* Written problem: Lines before the one containing "Expected: for every instance of the shiny" are excluded. Repeat that line and every line after it, exactly.

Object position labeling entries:
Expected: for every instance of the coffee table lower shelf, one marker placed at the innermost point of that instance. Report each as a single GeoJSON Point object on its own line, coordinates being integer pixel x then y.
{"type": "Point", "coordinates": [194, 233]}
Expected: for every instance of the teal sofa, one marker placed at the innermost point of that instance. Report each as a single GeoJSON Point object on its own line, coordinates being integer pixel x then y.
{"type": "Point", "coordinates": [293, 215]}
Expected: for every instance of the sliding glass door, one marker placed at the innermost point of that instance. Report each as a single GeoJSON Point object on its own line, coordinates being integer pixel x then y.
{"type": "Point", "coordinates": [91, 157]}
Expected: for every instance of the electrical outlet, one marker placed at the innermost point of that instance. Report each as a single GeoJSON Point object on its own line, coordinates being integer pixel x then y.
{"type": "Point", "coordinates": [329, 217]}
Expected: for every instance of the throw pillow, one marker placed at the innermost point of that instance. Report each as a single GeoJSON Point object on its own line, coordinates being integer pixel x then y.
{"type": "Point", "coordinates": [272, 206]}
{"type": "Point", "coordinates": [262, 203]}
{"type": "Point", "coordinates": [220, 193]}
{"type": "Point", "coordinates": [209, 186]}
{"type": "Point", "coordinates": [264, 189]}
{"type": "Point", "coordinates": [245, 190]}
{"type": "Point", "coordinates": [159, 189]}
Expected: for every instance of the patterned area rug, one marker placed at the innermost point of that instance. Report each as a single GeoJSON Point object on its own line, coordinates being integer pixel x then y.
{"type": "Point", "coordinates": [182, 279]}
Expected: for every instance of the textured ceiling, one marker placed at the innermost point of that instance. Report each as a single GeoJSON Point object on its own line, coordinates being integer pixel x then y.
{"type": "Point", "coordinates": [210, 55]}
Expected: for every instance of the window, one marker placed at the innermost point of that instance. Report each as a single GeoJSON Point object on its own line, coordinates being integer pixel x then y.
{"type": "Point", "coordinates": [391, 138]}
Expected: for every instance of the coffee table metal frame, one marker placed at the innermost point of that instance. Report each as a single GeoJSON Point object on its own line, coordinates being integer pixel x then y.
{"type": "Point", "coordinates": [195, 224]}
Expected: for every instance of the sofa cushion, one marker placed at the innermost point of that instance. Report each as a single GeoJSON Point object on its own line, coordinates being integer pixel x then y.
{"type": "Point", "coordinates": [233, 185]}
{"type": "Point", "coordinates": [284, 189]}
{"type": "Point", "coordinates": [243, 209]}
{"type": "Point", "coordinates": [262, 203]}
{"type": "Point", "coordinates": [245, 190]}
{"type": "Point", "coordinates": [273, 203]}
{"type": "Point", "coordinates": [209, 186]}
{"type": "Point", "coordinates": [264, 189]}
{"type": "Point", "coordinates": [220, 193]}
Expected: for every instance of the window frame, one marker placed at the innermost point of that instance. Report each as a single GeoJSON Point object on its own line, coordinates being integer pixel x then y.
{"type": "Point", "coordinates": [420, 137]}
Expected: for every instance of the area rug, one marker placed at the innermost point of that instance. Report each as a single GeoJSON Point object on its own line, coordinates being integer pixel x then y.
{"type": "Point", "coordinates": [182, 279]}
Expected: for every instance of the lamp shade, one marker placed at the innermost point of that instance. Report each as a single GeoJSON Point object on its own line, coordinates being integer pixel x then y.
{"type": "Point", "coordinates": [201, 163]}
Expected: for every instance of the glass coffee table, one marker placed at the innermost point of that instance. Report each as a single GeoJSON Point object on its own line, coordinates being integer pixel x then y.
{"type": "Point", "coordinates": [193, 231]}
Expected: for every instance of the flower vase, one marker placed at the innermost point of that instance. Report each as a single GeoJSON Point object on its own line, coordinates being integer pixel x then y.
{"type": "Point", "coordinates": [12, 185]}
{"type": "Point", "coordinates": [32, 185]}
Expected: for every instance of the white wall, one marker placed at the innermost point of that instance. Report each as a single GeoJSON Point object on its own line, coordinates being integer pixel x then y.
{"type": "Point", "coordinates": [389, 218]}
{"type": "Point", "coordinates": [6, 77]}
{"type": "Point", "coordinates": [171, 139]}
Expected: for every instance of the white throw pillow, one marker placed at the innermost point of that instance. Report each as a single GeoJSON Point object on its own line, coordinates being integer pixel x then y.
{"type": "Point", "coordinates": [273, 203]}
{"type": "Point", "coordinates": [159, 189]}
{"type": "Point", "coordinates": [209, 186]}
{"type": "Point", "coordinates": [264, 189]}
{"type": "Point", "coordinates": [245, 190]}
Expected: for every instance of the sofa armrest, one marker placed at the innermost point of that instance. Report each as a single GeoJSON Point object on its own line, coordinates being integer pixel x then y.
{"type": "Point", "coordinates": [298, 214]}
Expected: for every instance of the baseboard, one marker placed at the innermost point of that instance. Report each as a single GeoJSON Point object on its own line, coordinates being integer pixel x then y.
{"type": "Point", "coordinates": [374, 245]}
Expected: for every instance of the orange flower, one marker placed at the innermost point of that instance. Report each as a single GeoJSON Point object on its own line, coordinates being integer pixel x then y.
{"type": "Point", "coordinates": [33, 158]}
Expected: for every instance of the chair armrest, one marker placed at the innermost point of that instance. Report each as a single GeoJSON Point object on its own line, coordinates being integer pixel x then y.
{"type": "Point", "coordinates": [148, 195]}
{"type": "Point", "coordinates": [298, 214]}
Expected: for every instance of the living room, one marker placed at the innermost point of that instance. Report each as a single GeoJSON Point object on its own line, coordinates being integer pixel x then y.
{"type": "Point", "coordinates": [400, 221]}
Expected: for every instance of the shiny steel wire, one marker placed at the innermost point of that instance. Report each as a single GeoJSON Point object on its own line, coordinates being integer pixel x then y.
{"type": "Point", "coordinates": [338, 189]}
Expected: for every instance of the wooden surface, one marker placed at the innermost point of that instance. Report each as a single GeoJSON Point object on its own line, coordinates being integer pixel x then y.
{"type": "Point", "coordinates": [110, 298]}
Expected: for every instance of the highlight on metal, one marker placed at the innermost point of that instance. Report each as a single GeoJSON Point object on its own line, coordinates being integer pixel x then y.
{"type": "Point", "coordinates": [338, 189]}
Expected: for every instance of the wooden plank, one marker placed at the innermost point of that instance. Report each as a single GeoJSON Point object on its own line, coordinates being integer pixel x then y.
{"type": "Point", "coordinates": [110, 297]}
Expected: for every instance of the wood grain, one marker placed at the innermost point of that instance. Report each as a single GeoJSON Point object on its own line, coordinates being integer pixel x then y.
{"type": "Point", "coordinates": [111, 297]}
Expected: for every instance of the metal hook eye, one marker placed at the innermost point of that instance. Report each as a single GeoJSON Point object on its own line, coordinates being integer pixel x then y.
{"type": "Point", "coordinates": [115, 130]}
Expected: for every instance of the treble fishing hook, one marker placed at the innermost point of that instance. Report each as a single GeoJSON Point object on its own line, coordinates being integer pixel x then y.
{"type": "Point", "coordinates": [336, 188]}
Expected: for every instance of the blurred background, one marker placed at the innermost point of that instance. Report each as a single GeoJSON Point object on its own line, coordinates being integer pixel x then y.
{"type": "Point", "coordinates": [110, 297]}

* Task result:
Expected: for every instance of the shiny steel wire, one marker placed at the innermost point of that instance. Report each as a single GeoJSON Point object on its own line, coordinates being integer pixel x then y.
{"type": "Point", "coordinates": [338, 189]}
Expected: for every instance of the wooden surface, one marker placed at the innermost point of that instance. Report each as a single GeoJSON Point object on its own line, coordinates being integer pixel x then y.
{"type": "Point", "coordinates": [110, 298]}
Expected: for every instance of the highlight on metal, one marker placed at the innermost point of that instance. Report each as a single GeoJSON Point object on its own line, coordinates being integer pixel x then y.
{"type": "Point", "coordinates": [338, 189]}
Expected: for every instance of the wooden plank, one marker placed at the innermost point of that instance. Report each as a single GeoJSON Point object on its own line, coordinates being integer pixel x then y.
{"type": "Point", "coordinates": [110, 297]}
Expected: for every instance of the wood grain, one marker placed at the innermost point of that instance. Report each as a single GeoJSON Point object on its own line, coordinates being integer pixel x then y.
{"type": "Point", "coordinates": [111, 297]}
Expected: for every instance of the metal hook eye, one marker placed at the innermost point of that instance. Report each as a single GeoJSON Point object on its own line, coordinates being integer pixel x then y.
{"type": "Point", "coordinates": [115, 130]}
Expected: for every instance of the treble fishing hook, one marker placed at the innermost point of that instance. Report each as a single GeoJSON Point object on its own line, coordinates being integer pixel x then y.
{"type": "Point", "coordinates": [336, 188]}
Expected: for every instance of the blurred background, one marker placed at the innermost point of that instance. Report each as a single GeoJSON Point object on its own line, coordinates being integer pixel x then y.
{"type": "Point", "coordinates": [110, 297]}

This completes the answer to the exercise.